Given request
From the material below, copy the lines word for word. Start at the line that contains "Note: pick out the gloved" and stop after the line that contains "column 364, row 270", including both.
•••
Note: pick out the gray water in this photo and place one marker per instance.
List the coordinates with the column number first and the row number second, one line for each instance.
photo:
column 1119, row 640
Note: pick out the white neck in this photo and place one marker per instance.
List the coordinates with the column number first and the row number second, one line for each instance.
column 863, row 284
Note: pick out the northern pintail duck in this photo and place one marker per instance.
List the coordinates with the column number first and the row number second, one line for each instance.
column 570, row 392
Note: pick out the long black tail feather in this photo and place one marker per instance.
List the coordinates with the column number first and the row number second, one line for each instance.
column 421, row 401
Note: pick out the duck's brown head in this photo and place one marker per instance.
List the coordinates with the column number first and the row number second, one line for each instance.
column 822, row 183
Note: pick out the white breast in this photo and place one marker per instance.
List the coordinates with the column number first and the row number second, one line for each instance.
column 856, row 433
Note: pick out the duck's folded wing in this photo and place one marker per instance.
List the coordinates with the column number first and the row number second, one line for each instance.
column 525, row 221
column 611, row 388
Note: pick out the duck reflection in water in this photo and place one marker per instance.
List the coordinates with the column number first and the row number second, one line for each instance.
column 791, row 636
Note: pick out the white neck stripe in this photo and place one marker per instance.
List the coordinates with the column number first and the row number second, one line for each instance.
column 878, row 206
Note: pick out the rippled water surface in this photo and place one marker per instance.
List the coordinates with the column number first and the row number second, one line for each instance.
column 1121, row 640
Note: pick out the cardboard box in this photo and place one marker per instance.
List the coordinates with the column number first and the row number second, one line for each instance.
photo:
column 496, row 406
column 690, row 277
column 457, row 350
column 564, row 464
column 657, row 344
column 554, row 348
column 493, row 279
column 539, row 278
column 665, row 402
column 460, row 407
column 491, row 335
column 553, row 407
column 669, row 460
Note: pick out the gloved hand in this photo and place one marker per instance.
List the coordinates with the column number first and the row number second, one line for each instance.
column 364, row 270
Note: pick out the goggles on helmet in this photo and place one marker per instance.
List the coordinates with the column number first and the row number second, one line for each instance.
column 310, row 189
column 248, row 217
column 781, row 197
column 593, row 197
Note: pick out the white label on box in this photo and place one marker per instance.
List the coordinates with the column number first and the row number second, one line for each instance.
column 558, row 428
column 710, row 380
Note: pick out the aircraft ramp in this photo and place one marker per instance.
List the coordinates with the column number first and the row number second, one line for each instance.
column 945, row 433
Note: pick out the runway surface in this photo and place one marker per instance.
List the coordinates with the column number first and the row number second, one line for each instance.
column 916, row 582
•••
Correct result
Note: pick out the gloved hand in this photo and place one marker per instance.
List the coordinates with the column number first and the row number second, one line for each instance.
column 364, row 270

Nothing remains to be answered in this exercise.